Teks Latihan >>
════════════════

Kasus TBC Tinggi di Jawa Tengah, Warga Diminta Tak Abaikan APD

SEMARANG – Dinas Kesehatan (Dinkes) Provinsi Jawa Tengah meminta masyarakat tidak lengah terhadap kasus tuberkulosis (TBC), di tengah pandemi COVID-19. Hingga triwulan kedua (Januari-Juni) pengidap baru penyakit ini menyentuh 23.919 orang di Jawa Tengah.

Hal itu diungkapkan Kepala Dinkes Provinsi Jawa Tengah Yulianto Prabowo, saat menjawab pertanyaan pewarta, Rabu 23, Juli petang. Menurutnya, karakteristik penyakit yang disebabkan oleh bakteri Mycobacterium Tuberculosis itu hampir serupa dengan COVID-19.

“Menyerangnya saluran napas dan paru-paru. Penularannya pun hampir sama melalui droplet (percikan liur). Maka dari itu, kami minta warga tetap menjaga kesehatan dengan memakai masker, mencuci tangan dan makan bergizi, membuka jendela, dan jaga jarak,” ujarnya dilansir situs Pemprov Jawa Tengah.

Kata Yulianto, dari puluhan ribu kasus TBC di Jateng, Kabupaten Tegal menjadi daerah dengan kasus cukup tinggi, yaitu 1.832 kasus.

════════════════

Segmen Data >>

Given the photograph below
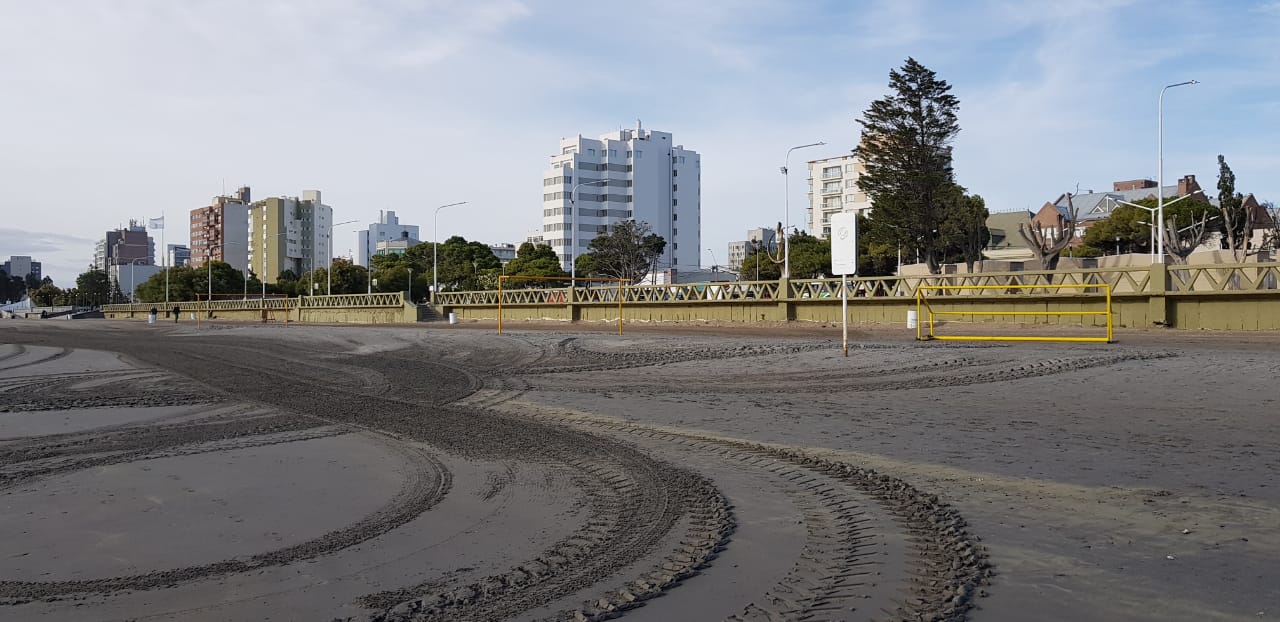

════════════════

Instruksi Kerja >> Tulis ulang seluruh bagian teks tentang kasus TBC di Jawa Tengah mulai dari "SEMARANG – Dinas" hingga "di Jawa Tengah.", dengan mengganti "masyarakat" menjadi "warga".

Hasil Tugas >>
SEMARANG – Dinas Kesehatan (Dinkes) Provinsi Jawa Tengah meminta warga tidak lengah terhadap kasus tuberkulosis (TBC), di tengah pandemi COVID-19. Hingga triwulan kedua (Januari-Juni) pengidap baru penyakit ini menyentuh 23.919 orang di Jawa Tengah.